══ Input data ══

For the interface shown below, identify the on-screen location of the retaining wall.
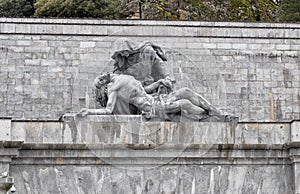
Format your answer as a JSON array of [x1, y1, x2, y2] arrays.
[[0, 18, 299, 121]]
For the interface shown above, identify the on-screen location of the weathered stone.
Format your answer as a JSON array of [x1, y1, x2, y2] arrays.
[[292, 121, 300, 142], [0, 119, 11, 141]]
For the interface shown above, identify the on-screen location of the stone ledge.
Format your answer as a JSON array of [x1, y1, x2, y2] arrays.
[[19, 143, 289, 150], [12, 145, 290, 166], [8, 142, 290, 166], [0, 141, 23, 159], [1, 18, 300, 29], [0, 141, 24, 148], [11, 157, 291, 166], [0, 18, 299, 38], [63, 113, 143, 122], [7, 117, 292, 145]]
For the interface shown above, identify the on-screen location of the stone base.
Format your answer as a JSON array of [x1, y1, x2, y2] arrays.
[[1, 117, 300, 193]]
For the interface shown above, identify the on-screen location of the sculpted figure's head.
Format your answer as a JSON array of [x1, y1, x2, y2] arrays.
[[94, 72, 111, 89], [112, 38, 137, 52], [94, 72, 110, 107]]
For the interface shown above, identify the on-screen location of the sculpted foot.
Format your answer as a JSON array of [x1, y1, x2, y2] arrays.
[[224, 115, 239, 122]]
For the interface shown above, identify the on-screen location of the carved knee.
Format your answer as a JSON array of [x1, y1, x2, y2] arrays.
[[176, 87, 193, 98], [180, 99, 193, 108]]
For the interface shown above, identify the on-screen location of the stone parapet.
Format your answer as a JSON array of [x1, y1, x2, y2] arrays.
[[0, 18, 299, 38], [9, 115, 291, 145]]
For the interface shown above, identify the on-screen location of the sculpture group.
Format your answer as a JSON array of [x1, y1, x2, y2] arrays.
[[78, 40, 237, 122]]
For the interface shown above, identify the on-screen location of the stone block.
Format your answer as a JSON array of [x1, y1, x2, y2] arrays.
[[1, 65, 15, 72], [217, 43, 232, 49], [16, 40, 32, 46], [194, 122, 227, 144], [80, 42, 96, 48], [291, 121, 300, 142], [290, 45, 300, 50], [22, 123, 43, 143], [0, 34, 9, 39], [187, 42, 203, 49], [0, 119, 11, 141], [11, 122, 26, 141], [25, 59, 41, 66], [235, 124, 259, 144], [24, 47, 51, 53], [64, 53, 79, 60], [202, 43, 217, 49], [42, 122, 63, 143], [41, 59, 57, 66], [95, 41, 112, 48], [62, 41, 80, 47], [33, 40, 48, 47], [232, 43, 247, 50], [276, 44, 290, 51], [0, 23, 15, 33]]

═══

What you should do |
State how many lines of the data contain the word "sculpted". Nothing besides the number belongs in the reply.

Exercise response |
2